▶
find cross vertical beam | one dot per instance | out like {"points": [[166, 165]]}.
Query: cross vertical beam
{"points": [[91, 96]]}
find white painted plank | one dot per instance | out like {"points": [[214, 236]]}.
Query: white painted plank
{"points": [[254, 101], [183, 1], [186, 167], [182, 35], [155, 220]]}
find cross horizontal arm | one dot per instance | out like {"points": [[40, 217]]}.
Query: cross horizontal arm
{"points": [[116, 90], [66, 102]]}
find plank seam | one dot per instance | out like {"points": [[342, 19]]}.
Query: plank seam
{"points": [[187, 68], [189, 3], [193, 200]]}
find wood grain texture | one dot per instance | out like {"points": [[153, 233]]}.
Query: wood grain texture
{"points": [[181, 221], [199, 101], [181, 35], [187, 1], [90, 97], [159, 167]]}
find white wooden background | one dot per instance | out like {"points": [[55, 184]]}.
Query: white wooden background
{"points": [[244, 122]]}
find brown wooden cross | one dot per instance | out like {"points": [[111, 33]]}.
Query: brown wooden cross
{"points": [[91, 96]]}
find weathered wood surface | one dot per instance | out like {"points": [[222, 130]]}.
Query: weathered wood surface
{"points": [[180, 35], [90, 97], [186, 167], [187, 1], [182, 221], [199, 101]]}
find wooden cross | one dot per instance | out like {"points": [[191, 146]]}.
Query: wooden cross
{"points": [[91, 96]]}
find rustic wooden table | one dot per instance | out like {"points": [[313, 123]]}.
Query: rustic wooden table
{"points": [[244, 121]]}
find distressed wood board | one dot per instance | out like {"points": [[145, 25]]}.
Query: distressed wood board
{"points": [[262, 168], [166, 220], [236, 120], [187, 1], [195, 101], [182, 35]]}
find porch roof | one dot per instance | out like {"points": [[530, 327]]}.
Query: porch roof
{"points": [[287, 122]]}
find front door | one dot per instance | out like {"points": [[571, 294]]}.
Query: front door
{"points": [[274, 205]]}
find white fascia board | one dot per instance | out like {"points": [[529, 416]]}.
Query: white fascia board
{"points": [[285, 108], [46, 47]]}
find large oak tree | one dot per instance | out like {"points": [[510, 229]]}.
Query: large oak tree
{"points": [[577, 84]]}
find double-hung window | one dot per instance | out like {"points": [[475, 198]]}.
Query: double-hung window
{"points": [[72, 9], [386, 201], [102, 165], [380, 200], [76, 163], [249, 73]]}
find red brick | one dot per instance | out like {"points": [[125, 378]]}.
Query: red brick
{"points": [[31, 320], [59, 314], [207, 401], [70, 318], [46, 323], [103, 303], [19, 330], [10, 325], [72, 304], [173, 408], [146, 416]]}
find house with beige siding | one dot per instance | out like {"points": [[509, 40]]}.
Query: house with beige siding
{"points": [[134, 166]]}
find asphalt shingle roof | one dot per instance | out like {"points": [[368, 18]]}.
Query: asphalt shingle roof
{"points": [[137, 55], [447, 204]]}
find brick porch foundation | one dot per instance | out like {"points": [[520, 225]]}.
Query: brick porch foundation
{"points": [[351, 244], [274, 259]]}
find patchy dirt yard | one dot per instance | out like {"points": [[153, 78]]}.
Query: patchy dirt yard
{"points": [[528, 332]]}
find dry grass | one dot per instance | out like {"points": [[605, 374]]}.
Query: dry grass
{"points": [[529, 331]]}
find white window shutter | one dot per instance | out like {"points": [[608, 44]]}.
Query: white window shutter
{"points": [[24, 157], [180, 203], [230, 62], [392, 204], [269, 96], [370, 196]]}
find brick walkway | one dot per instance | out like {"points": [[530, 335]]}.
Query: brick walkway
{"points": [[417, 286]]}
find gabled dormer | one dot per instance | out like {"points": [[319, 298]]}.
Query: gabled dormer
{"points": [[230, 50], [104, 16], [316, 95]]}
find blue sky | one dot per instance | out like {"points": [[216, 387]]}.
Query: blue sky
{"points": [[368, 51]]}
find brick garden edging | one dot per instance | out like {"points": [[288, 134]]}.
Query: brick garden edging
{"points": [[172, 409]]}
◀
**What the task requires:** Write out the data once more, word for word.

**Output:**
find cross vertical beam | one dot per instance | out like {"points": [[166, 165]]}.
Query: cross vertical beam
{"points": [[91, 96]]}
find white painted plank | one dot per instance | out like {"points": [[214, 236]]}.
Query: white painted plank
{"points": [[254, 101], [183, 1], [186, 167], [182, 35], [155, 220]]}
find cross horizontal arm | one dot per instance | out like {"points": [[40, 217]]}.
Query: cross horizontal arm
{"points": [[116, 90], [66, 102]]}
find plank seam | one dot per instance | out like {"points": [[342, 19]]}.
Query: plank seam
{"points": [[187, 68], [189, 3], [193, 200]]}
find wood grain texture | one dot per instance | out like {"points": [[153, 233]]}.
Query: wood grain texture
{"points": [[181, 221], [199, 101], [181, 35], [187, 1], [90, 97], [159, 167]]}
find white wooden background | one dot per instance | out like {"points": [[55, 184]]}.
Query: white wooden background
{"points": [[244, 122]]}
find brown wooden cross | one dot per instance | out like {"points": [[111, 33]]}.
Query: brown wooden cross
{"points": [[91, 96]]}
find weathered wood surface | one dot per instance | out like {"points": [[222, 130]]}.
Query: weathered wood surface
{"points": [[180, 35], [90, 97], [186, 167], [187, 1], [182, 221], [199, 101]]}
find wooden cross | one dot per instance | out like {"points": [[191, 146]]}.
Query: wooden cross
{"points": [[91, 96]]}
find rustic wooden table | one dot per instance | out like {"points": [[313, 123]]}.
Query: rustic wooden table
{"points": [[244, 121]]}
find distressed wood board | one dot per instance | out like {"points": [[145, 25]]}.
Query: distressed wood board
{"points": [[262, 168], [166, 220], [236, 120], [187, 1], [195, 101], [182, 35]]}
find porch roof | one dot per instance | out like {"points": [[530, 327]]}.
Query: porch roof
{"points": [[287, 122]]}
find front door | one dot per instance | out like {"points": [[571, 294]]}.
Query: front door
{"points": [[274, 205]]}
find white fascia board | one dot per instance | out like {"points": [[529, 416]]}.
Query: white fascia board
{"points": [[285, 108], [46, 47]]}
find large oak tree | one dot per instance | out like {"points": [[510, 229]]}.
Query: large oak tree
{"points": [[577, 84]]}
find double-hung window | one dot per instance | out like {"points": [[475, 198]]}.
Query: double-hung window
{"points": [[72, 9], [386, 201], [102, 165], [380, 200], [76, 163], [249, 73]]}
find red brick | one dot per instance | out like {"points": [[125, 378]]}.
Query: red brick
{"points": [[31, 320], [59, 314], [207, 401], [70, 318], [46, 323], [103, 303], [19, 330], [10, 325], [72, 304], [173, 408], [146, 416]]}
find house with beige siding | one dot per instance | out like {"points": [[509, 40]]}.
Query: house with beige siding
{"points": [[134, 166]]}
find asphalt shingle roof | one dot per instance | out like {"points": [[368, 18]]}.
Query: asphalt shingle roof
{"points": [[137, 55], [447, 204]]}
find brick porch foundation | one dot per instance | out like {"points": [[520, 225]]}.
Query: brick porch foundation
{"points": [[351, 244], [274, 259]]}
find patchy dirt yard | one dot per instance | out like {"points": [[153, 78]]}.
Query: patchy dirt yard
{"points": [[528, 332]]}
find dry grass | one dot per instance | out like {"points": [[605, 374]]}.
Query: dry grass
{"points": [[529, 331]]}
find white window shutter | one dot per instance | out like {"points": [[608, 44]]}.
Query: white window shutter
{"points": [[24, 157], [180, 203], [230, 62], [392, 204], [269, 96], [370, 196]]}
find brick walkway | one dot per instance | out like {"points": [[530, 335]]}.
Query: brick walkway
{"points": [[417, 286]]}
find gabled dormer | one dot per instance | out like {"points": [[319, 298]]}.
Query: gabled dormer
{"points": [[230, 50], [104, 16], [316, 95]]}
find blue sky | one dot per instance | out like {"points": [[216, 387]]}.
Query: blue sky
{"points": [[368, 51]]}
find brick garden edging | one dot per instance | out like {"points": [[288, 134]]}.
Query: brick garden edging
{"points": [[172, 409]]}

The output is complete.